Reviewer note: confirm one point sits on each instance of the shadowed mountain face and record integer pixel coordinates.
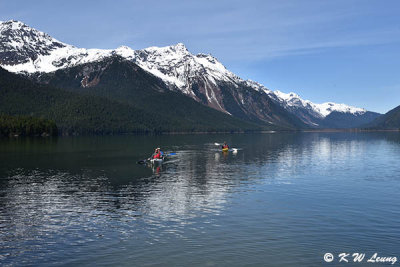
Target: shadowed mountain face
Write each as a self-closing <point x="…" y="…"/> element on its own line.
<point x="106" y="112"/>
<point x="200" y="77"/>
<point x="122" y="80"/>
<point x="390" y="120"/>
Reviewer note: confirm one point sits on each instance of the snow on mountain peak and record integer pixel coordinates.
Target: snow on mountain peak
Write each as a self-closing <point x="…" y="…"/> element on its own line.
<point x="324" y="109"/>
<point x="24" y="49"/>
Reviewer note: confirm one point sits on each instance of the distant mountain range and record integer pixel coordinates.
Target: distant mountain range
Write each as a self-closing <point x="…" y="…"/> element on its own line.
<point x="390" y="120"/>
<point x="200" y="77"/>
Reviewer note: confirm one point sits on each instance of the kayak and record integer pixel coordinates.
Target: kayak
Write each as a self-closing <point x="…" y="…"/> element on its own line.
<point x="157" y="162"/>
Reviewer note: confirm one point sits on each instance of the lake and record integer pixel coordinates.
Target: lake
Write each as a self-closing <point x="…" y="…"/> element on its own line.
<point x="284" y="199"/>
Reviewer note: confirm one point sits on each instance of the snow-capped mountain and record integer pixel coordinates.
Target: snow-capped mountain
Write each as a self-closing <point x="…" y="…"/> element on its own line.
<point x="201" y="77"/>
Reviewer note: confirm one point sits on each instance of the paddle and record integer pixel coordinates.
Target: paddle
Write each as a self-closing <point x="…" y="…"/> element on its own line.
<point x="233" y="149"/>
<point x="144" y="161"/>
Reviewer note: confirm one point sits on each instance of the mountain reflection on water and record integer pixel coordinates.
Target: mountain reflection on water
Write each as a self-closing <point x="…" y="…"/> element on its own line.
<point x="64" y="198"/>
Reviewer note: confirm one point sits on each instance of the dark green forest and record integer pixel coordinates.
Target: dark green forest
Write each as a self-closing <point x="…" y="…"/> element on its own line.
<point x="26" y="126"/>
<point x="74" y="112"/>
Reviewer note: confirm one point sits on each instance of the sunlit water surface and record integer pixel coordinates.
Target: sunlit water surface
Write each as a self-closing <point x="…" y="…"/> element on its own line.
<point x="282" y="199"/>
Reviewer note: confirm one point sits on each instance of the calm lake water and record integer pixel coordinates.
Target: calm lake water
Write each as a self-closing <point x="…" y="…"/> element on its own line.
<point x="282" y="199"/>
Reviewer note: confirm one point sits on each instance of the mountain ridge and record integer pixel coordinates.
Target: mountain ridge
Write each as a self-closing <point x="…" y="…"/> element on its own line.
<point x="201" y="77"/>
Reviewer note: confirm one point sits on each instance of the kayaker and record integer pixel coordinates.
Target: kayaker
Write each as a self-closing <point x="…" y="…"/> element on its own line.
<point x="157" y="154"/>
<point x="225" y="145"/>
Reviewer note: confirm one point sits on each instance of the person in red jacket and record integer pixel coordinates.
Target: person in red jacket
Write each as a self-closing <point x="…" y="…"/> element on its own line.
<point x="157" y="154"/>
<point x="225" y="145"/>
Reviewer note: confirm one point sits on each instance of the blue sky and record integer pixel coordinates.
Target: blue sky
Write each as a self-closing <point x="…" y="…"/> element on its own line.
<point x="340" y="51"/>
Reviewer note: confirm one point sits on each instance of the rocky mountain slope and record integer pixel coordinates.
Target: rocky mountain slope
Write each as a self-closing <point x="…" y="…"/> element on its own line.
<point x="201" y="77"/>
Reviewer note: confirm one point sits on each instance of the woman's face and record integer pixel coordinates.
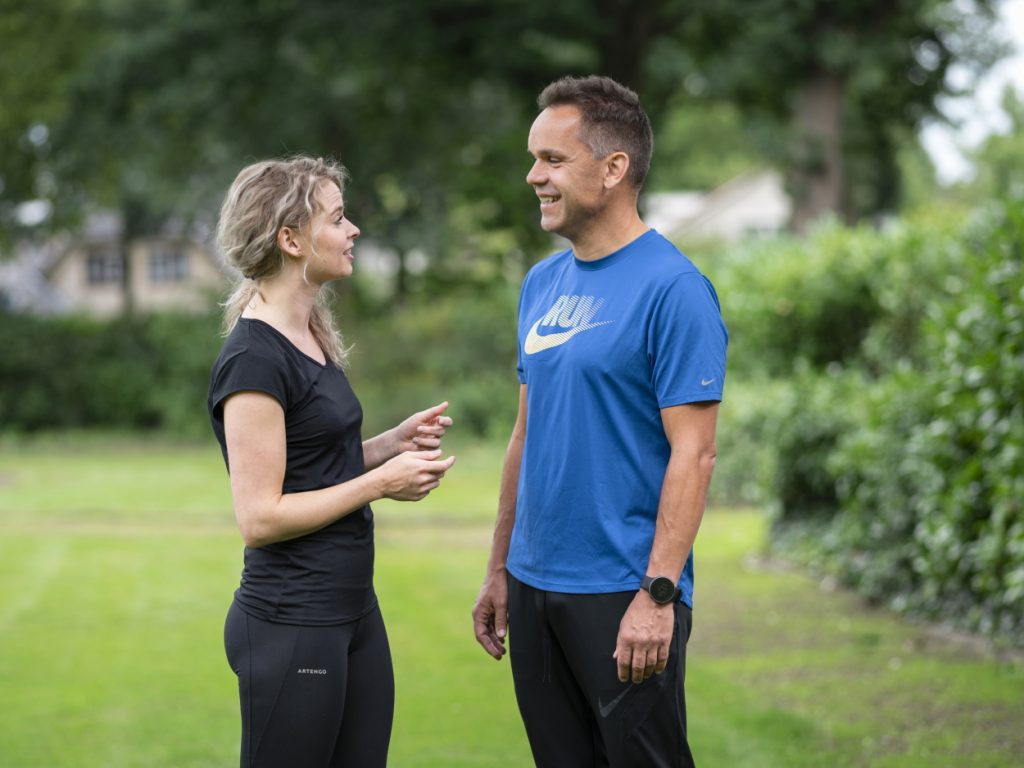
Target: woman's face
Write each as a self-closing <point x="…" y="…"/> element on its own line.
<point x="333" y="238"/>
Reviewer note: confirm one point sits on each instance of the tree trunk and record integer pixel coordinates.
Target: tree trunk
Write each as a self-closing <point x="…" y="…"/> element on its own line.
<point x="817" y="181"/>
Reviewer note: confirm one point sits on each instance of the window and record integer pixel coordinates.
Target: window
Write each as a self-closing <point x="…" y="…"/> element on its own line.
<point x="103" y="266"/>
<point x="168" y="263"/>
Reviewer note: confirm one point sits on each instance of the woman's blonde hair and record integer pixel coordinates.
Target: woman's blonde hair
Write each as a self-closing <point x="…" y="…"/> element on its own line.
<point x="264" y="198"/>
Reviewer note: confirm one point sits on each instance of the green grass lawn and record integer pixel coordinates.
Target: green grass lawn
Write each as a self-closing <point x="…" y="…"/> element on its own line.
<point x="118" y="557"/>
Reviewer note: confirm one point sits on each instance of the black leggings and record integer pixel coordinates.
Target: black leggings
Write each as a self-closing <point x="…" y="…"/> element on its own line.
<point x="312" y="696"/>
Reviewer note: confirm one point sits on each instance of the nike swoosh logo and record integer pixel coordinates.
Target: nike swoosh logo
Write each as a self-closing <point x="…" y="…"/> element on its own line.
<point x="606" y="710"/>
<point x="537" y="343"/>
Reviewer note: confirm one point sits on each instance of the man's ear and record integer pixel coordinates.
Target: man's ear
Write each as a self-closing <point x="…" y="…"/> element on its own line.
<point x="289" y="243"/>
<point x="616" y="168"/>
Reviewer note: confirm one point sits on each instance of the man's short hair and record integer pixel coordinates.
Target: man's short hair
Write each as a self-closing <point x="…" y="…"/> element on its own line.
<point x="612" y="119"/>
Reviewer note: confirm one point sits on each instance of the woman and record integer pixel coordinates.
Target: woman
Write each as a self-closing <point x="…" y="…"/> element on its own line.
<point x="304" y="633"/>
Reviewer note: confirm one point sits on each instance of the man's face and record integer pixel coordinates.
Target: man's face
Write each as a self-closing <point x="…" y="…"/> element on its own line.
<point x="567" y="179"/>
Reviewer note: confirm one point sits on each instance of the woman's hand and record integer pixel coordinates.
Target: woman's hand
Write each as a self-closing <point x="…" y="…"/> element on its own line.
<point x="413" y="474"/>
<point x="423" y="430"/>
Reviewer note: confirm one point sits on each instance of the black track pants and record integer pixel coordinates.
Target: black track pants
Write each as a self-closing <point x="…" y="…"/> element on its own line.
<point x="312" y="696"/>
<point x="577" y="713"/>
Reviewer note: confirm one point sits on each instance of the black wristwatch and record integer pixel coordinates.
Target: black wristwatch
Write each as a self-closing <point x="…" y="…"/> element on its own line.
<point x="662" y="589"/>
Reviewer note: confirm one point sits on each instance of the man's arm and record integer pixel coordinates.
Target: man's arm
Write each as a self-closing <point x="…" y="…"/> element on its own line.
<point x="491" y="609"/>
<point x="645" y="632"/>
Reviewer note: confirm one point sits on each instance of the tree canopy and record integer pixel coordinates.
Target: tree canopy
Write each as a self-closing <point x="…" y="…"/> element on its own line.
<point x="153" y="107"/>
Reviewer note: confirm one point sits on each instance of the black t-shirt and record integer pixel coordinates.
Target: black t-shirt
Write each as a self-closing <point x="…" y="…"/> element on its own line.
<point x="326" y="577"/>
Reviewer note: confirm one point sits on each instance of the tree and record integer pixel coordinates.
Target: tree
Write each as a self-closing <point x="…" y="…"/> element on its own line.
<point x="850" y="79"/>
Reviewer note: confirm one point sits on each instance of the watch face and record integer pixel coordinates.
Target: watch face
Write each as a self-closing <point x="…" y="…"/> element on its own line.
<point x="663" y="590"/>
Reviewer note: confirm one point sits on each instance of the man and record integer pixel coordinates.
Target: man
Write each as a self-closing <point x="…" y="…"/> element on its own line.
<point x="622" y="361"/>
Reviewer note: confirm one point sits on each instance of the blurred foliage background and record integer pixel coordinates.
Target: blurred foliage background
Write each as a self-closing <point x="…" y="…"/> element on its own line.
<point x="877" y="369"/>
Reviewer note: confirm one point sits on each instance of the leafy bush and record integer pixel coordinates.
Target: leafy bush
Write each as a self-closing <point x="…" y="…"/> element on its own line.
<point x="930" y="481"/>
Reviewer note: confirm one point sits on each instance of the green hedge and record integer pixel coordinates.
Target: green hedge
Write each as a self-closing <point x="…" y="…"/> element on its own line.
<point x="897" y="461"/>
<point x="932" y="483"/>
<point x="129" y="374"/>
<point x="153" y="372"/>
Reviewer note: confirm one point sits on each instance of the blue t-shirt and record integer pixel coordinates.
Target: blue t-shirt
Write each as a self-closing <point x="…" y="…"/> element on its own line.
<point x="603" y="346"/>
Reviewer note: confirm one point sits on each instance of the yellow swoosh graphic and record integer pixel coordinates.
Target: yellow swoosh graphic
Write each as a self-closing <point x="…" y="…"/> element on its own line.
<point x="537" y="343"/>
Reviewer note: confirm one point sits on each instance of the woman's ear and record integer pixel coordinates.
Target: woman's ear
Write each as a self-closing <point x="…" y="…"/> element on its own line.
<point x="289" y="242"/>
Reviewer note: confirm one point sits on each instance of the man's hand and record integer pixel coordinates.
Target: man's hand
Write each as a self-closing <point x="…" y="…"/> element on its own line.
<point x="491" y="614"/>
<point x="423" y="430"/>
<point x="644" y="638"/>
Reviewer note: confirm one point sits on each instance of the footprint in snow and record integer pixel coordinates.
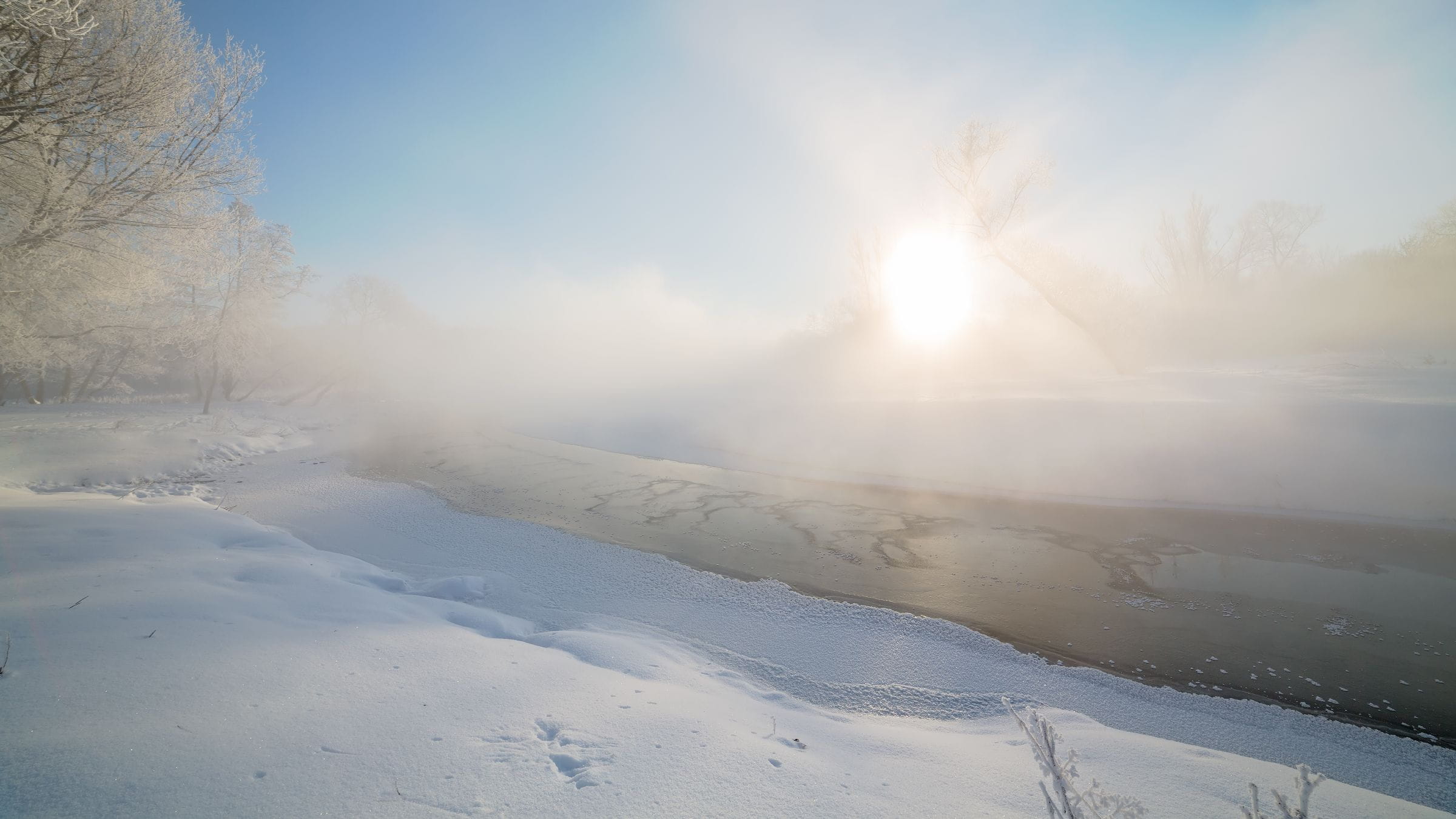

- Prompt -
Count the lines in the data above that contain the string "shadowed", treating uppercase and lowercase as different, and give only the number.

- Expected answer -
2